◆ TASK GOAL:
Render the material below as a JSON list of strings, one string per line with blank lines left out. Begin at the line that contains "The function indicates a point for each instance of the large" and continue through the end of the material.

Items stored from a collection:
%%
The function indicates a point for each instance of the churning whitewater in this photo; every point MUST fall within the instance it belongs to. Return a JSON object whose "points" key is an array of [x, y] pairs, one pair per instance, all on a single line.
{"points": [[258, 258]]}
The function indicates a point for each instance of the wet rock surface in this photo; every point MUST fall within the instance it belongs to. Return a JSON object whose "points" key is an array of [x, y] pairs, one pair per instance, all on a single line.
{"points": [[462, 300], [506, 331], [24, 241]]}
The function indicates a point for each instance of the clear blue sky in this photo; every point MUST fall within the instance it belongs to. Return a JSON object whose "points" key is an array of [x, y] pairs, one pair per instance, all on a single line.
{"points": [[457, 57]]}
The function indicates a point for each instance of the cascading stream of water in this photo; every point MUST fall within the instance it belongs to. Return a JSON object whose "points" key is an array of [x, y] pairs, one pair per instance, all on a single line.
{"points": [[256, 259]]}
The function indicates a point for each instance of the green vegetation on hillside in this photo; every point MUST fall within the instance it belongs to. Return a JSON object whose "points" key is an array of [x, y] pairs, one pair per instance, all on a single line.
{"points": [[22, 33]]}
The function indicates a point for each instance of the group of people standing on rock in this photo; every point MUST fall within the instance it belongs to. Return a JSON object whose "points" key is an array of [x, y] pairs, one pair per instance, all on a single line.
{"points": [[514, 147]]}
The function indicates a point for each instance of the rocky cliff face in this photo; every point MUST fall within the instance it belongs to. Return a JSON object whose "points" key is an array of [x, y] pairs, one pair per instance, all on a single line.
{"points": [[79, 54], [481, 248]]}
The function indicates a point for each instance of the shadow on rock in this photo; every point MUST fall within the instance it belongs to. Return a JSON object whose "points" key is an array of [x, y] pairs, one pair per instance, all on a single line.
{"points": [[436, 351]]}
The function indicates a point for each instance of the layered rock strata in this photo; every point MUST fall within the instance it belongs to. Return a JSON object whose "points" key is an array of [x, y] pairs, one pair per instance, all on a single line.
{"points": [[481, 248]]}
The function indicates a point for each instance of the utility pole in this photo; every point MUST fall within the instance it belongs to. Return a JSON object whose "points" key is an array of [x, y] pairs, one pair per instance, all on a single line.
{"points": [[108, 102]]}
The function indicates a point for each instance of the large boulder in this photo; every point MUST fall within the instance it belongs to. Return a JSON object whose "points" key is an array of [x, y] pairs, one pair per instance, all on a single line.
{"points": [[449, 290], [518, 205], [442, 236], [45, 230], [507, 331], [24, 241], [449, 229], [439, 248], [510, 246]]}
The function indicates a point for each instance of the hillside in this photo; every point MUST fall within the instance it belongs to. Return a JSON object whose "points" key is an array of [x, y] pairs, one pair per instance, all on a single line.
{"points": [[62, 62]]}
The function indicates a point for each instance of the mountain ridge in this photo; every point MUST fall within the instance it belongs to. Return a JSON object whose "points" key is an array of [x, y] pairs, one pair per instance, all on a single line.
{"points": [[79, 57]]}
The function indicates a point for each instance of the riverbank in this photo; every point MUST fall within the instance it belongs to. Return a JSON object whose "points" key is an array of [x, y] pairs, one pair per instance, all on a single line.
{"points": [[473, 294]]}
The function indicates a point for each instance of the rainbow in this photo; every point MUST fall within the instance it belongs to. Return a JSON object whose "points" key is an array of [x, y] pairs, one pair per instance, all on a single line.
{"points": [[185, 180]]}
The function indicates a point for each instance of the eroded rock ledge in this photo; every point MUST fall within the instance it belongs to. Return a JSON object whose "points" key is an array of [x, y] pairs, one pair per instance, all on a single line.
%%
◆ EXPECTED OUTPUT:
[
  "The function indicates a point for each instance of the large boulder in this photo; every point MUST fall within the instance it belongs to. Return a JSON object whose \"points\" key is an array of [x, y] pairs, one pair per instance, all on a single line.",
  "{\"points\": [[449, 290], [518, 205], [442, 236], [45, 230], [507, 331], [24, 241], [449, 229], [439, 248], [510, 246]]}",
  "The function indicates a point for each instance of the hillside in this photo; every point MUST fall within the instance it belongs to. Return a JSON object whose \"points\" key is an array of [x, y] pairs, one pair per instance, all on a single line.",
  "{\"points\": [[62, 62]]}",
  "The function indicates a point for each instance of the mountain ridge in this photo; every point MUST fall within the instance it belongs to. Return a JSON object whose \"points\" key is an array of [x, y] pairs, one pair per instance, all on a single line.",
  "{\"points\": [[79, 57]]}",
  "The function indicates a point for each instance of the riverbank in this photo; every point MUST fall within the instance it belongs to. Return a JSON object whose \"points\" key is an array of [x, y] pairs, one pair per instance, all on a single line.",
  "{\"points\": [[473, 294]]}",
  "The function indicates a point for each instance of the rainbow in this photo; every point MUST fall within the instance it belongs to. Return a JSON object whose \"points\" key is an array of [x, y] pairs, one pair per instance, all on a single line.",
  "{\"points\": [[185, 180]]}",
  "The function indicates a point for each instance of the eroded rock ledge in this photo; every point MUST fall within the instance it belongs to. Return a JSON object whose \"points\" key is an array of [x, y] pairs, one pair per instance, all on a single line."
]